## TASK PROMPT
Put the data lines from the one with "and locate bandstand." up to and including the one with "[255,225,284,294]" into a JSON list of strings, one string per line, leaving out any blank lines.

## Source records
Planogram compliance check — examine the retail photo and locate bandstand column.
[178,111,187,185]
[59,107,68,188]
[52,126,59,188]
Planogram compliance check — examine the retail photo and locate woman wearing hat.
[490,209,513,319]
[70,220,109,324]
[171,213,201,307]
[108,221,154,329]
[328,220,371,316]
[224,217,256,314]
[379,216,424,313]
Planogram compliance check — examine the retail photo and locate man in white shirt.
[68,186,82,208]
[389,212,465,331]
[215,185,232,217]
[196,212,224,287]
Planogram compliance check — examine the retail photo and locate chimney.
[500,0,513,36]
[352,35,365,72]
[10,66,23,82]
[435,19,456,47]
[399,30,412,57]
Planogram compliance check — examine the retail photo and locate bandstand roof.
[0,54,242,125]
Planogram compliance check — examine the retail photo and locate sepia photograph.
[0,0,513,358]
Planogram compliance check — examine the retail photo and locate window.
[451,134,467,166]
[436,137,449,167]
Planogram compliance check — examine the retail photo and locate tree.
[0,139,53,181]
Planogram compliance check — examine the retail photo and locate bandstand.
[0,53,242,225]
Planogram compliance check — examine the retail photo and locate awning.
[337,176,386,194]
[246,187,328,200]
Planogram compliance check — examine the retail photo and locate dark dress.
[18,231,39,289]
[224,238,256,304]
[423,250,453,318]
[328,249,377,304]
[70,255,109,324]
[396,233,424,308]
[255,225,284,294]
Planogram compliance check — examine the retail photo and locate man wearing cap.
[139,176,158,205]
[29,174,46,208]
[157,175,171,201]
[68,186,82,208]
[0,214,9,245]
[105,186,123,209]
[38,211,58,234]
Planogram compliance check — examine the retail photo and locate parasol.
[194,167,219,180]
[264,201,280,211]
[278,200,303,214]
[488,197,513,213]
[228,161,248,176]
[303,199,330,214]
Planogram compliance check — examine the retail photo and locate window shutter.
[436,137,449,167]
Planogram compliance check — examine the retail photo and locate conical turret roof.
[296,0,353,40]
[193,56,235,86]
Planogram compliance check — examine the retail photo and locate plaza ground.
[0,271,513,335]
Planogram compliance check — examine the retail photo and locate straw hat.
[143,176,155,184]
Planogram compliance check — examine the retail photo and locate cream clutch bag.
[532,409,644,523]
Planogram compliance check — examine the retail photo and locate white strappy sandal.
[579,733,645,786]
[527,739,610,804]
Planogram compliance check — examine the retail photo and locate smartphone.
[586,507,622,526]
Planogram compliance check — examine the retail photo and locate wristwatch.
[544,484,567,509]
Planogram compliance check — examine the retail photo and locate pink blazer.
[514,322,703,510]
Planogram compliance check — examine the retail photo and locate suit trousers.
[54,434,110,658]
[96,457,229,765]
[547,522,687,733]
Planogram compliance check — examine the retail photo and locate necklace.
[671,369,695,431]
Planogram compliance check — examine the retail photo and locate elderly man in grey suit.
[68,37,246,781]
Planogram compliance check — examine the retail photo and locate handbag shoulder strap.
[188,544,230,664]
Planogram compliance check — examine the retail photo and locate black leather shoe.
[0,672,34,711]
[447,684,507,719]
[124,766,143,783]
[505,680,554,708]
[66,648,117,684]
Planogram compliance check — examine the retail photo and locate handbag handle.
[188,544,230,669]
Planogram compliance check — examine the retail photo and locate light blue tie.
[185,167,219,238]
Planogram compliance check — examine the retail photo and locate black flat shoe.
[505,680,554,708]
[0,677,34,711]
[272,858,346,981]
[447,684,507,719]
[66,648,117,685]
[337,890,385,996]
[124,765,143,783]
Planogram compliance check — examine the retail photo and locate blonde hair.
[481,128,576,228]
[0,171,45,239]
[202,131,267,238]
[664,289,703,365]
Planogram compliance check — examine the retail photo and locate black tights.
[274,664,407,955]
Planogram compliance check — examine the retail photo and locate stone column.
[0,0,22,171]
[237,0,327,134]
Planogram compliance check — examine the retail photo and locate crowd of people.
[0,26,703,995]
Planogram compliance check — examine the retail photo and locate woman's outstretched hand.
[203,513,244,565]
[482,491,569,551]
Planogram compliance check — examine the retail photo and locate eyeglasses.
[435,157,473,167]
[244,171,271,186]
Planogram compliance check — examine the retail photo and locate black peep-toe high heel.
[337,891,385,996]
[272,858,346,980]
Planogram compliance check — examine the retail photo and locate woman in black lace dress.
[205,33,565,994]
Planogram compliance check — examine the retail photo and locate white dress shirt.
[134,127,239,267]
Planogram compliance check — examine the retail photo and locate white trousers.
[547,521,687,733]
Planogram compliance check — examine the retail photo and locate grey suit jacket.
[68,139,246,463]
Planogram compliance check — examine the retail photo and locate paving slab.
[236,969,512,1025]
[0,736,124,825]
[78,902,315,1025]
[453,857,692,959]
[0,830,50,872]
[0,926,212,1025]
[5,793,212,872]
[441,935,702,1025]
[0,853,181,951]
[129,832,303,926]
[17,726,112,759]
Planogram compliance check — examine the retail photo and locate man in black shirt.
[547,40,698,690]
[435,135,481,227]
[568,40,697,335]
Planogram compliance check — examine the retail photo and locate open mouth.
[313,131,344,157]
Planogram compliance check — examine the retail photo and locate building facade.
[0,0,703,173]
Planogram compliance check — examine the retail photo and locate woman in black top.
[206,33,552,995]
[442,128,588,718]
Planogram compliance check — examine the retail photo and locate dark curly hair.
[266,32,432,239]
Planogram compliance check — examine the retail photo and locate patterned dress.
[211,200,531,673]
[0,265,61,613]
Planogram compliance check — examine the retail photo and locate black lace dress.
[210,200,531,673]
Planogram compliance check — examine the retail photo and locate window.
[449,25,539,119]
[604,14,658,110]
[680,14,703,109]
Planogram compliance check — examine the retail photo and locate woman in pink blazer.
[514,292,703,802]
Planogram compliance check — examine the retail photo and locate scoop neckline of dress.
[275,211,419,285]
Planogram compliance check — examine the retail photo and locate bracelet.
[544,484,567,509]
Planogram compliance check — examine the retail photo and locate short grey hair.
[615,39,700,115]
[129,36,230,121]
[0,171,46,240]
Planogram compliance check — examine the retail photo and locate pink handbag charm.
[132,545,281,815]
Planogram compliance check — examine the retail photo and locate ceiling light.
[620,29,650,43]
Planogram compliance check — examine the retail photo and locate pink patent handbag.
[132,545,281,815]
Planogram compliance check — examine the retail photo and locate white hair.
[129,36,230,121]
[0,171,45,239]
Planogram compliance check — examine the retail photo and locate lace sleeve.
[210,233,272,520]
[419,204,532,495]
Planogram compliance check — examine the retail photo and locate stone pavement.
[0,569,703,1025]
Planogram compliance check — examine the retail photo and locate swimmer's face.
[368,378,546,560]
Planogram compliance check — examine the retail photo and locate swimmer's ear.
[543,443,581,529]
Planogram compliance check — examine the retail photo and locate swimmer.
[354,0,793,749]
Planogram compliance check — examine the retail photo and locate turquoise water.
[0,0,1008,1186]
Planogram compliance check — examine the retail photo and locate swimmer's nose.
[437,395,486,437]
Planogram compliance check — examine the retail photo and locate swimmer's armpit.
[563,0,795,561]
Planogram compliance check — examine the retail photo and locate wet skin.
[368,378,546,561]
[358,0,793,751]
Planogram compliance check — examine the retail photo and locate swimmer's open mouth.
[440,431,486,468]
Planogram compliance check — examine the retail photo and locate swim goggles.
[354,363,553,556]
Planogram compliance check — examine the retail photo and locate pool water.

## THE REPLY
[
  "Planogram compliance check — examine the retail photo and locate bandstand.",
  "[0,53,242,225]",
  "Planogram compliance check — examine the retail photo and locate awning.",
  "[337,176,386,194]",
  "[246,187,328,200]",
  "Planogram compliance check — examine the retail photo and locate dark dress.",
  "[18,231,39,289]",
  "[224,238,256,304]",
  "[423,250,453,318]",
  "[328,249,377,304]",
  "[70,255,109,324]",
  "[396,233,424,308]",
  "[255,225,284,294]"
]